» TEXT PASSAGE
This is an archived release.
Retail sales up 0.5 per cent
Retail sales increased the turnover volume by 0.5 per cent from December 2002 to January 2003, shows the seasonally adjusted volume index. The average of seasonally adjusted volume index for the period November 2002 - January 2003 is 1.6 per cent higher than the period August - October 2002.
The volume index of retail sale increased by 3.1 per cent in January 2003 compared with January 2002. The value index of retail sales rose by 3.7 per cent in the same period. Retail sales figures exclude motor vehicles and petrol.
The volume index of retail sale of food, beverages and tobacco in specialized stores rose by 9.6 per cent in January 2003 compared with January 2002. Retail sale of new goods in specialized stores increased the turnover in volume by 4.2 per cent in the same period. This sector includes clothing, shoes, electrical goods, furniture and building materials. Retail sales in non-specialized stores, which mainly consist grocery stores, increased the turnover volume by 2.8 per cent. The volume index of pharmaceutical and medical goods, cosmetics and toilet articles decreased by 1.9 per cent in January 2003 compared with January 2002.
|Retail Sales indices. January 2003. Final figures. 1995=100|
|January 2003||Per cent|
|December 2002-January 2003||January 2002-January 2003||February 2000-January 2001 - February 2001-January 2002||November 2001-January 2002 - November 2002-January 2003|
|Retail sales value index exclude value added tax : Total excluding motor vehicles and petrol||129.1||3.7||4.9||4.0|
|Retail sales volume index: Total, excluding motor vehicles and petrol. Not seasonally adjusted numbers||118.1||3.1||3.9||3.3|
|Retail sales volume index: Total, excluding motor vehicles and petrol. Seasonally adjusted numbers||127.1||0.5||2.7||4.0||3.6|
Changes in calculations of price index of retail trade
The price index of retail trade for some industries has had a systematic different development than the price growth in partly comparable sub-indices in the consumer price index. This has created uncertainty in the interpretation of the volume development in retail sales as a measure of the production development in the trade link and as an indicator for the development of commodity consumption in households.
Statistics Norway has altered the method for the calculation of price indices for retail trade. The new method is based on the price development for commodity groups from the consumer price index and the commodity composition in the various industries. The commodity composition is from the Gross Margin Survey 1996, and will be updated as soon as the results from an equivalent survey for 2002 are available. The revised method for the calculation of a price index for retail trade is based on the same principles that are the basis for the calculation of the deflator for the retail trade component in the Index of commodity consumption
Using a new deflator revised volume figures are calculated back to 1999. The revised volume figures show a stronger growth than the ones previously published. The total index was published 28 of January and showed that the annual volume growth for retail trade on average was 1 per cent higher than previously published. The different sub-indices are released at this publishing and show that the annual volume growth for the main industry group retail sales in non-specialized stores, which mainly include grocery stores, on average is 0.4 per cent higher than previously published. For the main industry group of retail sales of new goods in specialized stores the growth in volume is 1.5 per cent higher than previously published. This sector includes clothing, shoes, electrical goods, furniture and building materials.

» EXERCISE GOAL
Decide whether each of the following statements agrees with the retail sales release. Answer yes or no for each and quote the words of the release that settle it. 1. The retail sales figures include petrol. 2. The volume index of pharmaceutical and medical goods, cosmetics and toilet articles fell in January 2003 compared with January 2002. 3. The commodity composition used in the new method of calculating the price index comes from the Gross Margin Survey 1996.

» GIVEN INFORMATION
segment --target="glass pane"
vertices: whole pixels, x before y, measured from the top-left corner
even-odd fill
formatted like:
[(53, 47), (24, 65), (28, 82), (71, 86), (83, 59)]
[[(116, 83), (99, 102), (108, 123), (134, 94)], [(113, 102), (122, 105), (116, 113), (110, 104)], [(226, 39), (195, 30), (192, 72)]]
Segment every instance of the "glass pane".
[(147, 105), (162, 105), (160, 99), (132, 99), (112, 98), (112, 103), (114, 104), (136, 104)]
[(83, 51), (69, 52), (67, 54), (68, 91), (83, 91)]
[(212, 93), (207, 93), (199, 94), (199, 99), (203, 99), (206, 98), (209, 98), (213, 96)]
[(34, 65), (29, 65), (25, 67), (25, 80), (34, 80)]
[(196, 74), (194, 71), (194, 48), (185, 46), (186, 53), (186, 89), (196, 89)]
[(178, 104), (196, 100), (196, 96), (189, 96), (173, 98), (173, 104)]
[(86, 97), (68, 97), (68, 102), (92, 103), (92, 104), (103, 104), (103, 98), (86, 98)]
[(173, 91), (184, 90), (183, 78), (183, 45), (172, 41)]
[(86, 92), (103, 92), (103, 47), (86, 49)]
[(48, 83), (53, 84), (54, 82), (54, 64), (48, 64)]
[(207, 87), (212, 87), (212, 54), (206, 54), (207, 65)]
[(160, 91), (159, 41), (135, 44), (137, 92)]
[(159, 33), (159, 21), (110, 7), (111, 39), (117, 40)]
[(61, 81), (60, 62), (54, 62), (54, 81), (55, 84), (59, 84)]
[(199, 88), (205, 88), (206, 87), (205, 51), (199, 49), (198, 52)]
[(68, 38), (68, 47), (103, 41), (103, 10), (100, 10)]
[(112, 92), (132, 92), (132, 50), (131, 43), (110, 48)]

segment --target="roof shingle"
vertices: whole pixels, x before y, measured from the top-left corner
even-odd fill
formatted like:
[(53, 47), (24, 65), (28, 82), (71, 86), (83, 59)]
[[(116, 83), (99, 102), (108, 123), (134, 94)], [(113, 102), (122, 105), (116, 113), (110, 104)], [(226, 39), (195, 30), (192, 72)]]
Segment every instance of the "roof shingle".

» REPLY
1. No: "Retail sales figures exclude motor vehicles and petrol."
2. Yes: "The volume index of pharmaceutical and medical goods, cosmetics and toilet articles decreased by 1.9 per cent in January 2003 compared with January 2002."
3. Yes: "The commodity composition is from the Gross Margin Survey 1996"